┌─ Record excerpts
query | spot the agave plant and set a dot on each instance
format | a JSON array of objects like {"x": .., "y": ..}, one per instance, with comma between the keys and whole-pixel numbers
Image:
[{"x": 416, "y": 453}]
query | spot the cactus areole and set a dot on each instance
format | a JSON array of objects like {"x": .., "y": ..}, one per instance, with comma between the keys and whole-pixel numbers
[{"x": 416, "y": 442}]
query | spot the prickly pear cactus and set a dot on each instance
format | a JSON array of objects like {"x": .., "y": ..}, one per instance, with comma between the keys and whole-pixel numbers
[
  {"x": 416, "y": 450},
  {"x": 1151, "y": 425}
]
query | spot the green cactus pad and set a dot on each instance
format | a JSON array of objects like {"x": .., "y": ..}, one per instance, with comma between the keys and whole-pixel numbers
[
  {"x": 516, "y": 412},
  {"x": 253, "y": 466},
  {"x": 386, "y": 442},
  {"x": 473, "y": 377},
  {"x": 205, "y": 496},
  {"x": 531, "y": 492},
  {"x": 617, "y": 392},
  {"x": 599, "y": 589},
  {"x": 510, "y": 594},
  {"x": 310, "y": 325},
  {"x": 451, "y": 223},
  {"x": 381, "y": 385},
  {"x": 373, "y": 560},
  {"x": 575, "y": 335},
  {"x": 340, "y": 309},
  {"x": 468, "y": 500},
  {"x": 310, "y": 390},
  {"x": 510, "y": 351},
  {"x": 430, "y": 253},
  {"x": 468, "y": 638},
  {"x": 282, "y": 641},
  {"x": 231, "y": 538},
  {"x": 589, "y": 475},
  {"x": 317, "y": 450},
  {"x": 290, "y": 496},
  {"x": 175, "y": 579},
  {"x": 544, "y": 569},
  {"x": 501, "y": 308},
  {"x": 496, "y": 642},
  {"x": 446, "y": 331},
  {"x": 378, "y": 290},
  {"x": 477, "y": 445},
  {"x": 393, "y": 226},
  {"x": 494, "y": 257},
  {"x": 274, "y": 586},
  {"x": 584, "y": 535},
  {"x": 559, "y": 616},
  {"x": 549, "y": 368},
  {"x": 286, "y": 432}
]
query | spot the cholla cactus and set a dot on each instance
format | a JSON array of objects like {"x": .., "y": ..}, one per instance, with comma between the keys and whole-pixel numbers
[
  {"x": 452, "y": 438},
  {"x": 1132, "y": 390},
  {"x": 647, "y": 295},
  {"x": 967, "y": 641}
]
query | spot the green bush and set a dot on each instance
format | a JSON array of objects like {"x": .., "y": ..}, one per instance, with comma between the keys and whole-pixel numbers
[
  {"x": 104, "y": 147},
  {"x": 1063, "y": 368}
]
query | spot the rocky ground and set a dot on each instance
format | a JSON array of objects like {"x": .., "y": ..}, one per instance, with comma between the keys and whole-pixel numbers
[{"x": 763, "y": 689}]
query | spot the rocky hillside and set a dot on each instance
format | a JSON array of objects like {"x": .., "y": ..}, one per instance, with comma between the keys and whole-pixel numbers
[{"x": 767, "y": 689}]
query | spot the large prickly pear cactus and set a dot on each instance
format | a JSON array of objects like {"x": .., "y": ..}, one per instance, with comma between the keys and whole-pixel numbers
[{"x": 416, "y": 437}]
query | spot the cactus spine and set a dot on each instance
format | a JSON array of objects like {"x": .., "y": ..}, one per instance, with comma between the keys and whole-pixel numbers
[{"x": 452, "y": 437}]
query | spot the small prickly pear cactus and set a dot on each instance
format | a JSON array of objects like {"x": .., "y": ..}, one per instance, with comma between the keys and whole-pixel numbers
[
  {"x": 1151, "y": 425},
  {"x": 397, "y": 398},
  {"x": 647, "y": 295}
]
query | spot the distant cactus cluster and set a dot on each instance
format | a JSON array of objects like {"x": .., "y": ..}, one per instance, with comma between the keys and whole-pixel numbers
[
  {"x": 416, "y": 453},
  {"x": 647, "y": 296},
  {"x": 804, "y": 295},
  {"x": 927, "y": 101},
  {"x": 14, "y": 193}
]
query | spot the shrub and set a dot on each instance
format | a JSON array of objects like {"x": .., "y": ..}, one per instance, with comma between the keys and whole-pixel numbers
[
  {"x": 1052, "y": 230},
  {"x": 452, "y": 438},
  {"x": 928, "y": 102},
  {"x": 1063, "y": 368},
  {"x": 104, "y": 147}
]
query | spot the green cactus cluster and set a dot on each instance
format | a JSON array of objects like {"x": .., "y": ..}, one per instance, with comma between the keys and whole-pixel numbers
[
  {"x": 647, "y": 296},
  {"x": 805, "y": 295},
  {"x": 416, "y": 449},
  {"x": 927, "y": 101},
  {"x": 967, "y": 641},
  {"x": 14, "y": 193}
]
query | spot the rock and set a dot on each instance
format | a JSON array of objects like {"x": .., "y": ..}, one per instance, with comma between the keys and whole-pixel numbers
└─
- _Prompt_
Repeat, word for word, all the lines above.

- _Exercise output_
query | spot the agave plant and set a dot on each instance
format | a JSON array of objects like {"x": .., "y": ..}, one per instance, with comma between the keys and whole-pixel numbers
Image:
[{"x": 416, "y": 453}]
query | spot the cactus areole and set a dot on each instance
format | a JSON array of objects like {"x": .., "y": ..}, one per instance, with comma between the keys and whole-pixel numbers
[{"x": 416, "y": 442}]
query | spot the prickly pear cactus and set a dot on each instance
format | a JSON array of objects like {"x": .., "y": ..}, one per instance, with comma between the keys and whole-pixel numbers
[
  {"x": 416, "y": 450},
  {"x": 1151, "y": 425}
]
query | spot the green cactus pad and set a dot on each instance
format | a JSON array of objects like {"x": .., "y": ..}, one per instance, with comma between the keys and whole-pixel numbers
[
  {"x": 516, "y": 412},
  {"x": 253, "y": 466},
  {"x": 386, "y": 442},
  {"x": 473, "y": 377},
  {"x": 205, "y": 496},
  {"x": 531, "y": 492},
  {"x": 617, "y": 392},
  {"x": 599, "y": 589},
  {"x": 510, "y": 594},
  {"x": 310, "y": 325},
  {"x": 451, "y": 223},
  {"x": 381, "y": 385},
  {"x": 373, "y": 560},
  {"x": 575, "y": 335},
  {"x": 340, "y": 309},
  {"x": 468, "y": 500},
  {"x": 310, "y": 390},
  {"x": 510, "y": 351},
  {"x": 430, "y": 253},
  {"x": 468, "y": 638},
  {"x": 282, "y": 641},
  {"x": 231, "y": 538},
  {"x": 589, "y": 475},
  {"x": 317, "y": 450},
  {"x": 290, "y": 496},
  {"x": 175, "y": 579},
  {"x": 544, "y": 569},
  {"x": 501, "y": 308},
  {"x": 496, "y": 642},
  {"x": 446, "y": 331},
  {"x": 378, "y": 290},
  {"x": 477, "y": 445},
  {"x": 393, "y": 226},
  {"x": 494, "y": 257},
  {"x": 274, "y": 586},
  {"x": 584, "y": 535},
  {"x": 559, "y": 616},
  {"x": 549, "y": 368},
  {"x": 286, "y": 432}
]
query | spot the cholla cactus and set a dot on each instance
format | a JSON array of objects like {"x": .., "y": ..}, one per instance, with comma between the keys and whole-pixel numbers
[
  {"x": 452, "y": 438},
  {"x": 1132, "y": 390},
  {"x": 647, "y": 295},
  {"x": 967, "y": 641}
]
query | spot the green bush and set a dot on each instance
format | a JSON array of objects like {"x": .., "y": ..}, one per instance, with comma between the keys and whole-pixel numbers
[
  {"x": 104, "y": 147},
  {"x": 1063, "y": 368}
]
query | spot the rocky ground and set a dot on each instance
format | a JSON array of objects like {"x": .., "y": ..}, one per instance, with comma between the keys and whole-pixel numbers
[{"x": 763, "y": 689}]
query | spot the rocky hillside and set a dot on each instance
format | a JSON array of objects like {"x": .., "y": ..}, one per instance, with comma between the keys and whole-pixel numbers
[{"x": 767, "y": 689}]
query | spot the large prickly pear cactus and set a dot on each instance
format | a JSON array of objects like {"x": .., "y": ..}, one per instance, with comma between the keys and whole-pixel numbers
[{"x": 416, "y": 437}]
query | spot the cactus spine and set a dot on each instance
format | a JSON array of objects like {"x": .., "y": ..}, one per instance, with comma between the keys and whole-pixel numbers
[{"x": 452, "y": 437}]
query | spot the small prickly pear cactus and set a dot on each instance
format | a JSON array of objects like {"x": .., "y": ..}, one per instance, with comma between the keys and whole-pixel numbers
[
  {"x": 1151, "y": 425},
  {"x": 397, "y": 398},
  {"x": 647, "y": 295}
]
query | spot the distant cactus cluster and set a dot on each instance
format | a JSON array of objects like {"x": .., "y": ..}, one per instance, with comma between the keys and whole-pixel numbers
[
  {"x": 416, "y": 453},
  {"x": 647, "y": 296},
  {"x": 804, "y": 295},
  {"x": 927, "y": 101},
  {"x": 14, "y": 193}
]
query | spot the shrub and set a dot on each instance
format | a JSON array of objects like {"x": .., "y": ..}, one per instance, with comma between the keys and whole-pixel numbers
[
  {"x": 1052, "y": 230},
  {"x": 452, "y": 438},
  {"x": 928, "y": 102},
  {"x": 1063, "y": 368},
  {"x": 104, "y": 147}
]
query | spot the green cactus cluster and set a dot on each instance
format | a JSON array of objects like {"x": .., "y": ..}, one per instance, with comma between the keys and whole-pixel numbers
[
  {"x": 647, "y": 296},
  {"x": 805, "y": 295},
  {"x": 416, "y": 449},
  {"x": 927, "y": 101},
  {"x": 967, "y": 641},
  {"x": 14, "y": 193}
]
query | spot the rock and set a dot on each instance
format | a JSON array of objects like {"x": .., "y": ..}, one per instance, with comma between the keys and whole-pixel numbers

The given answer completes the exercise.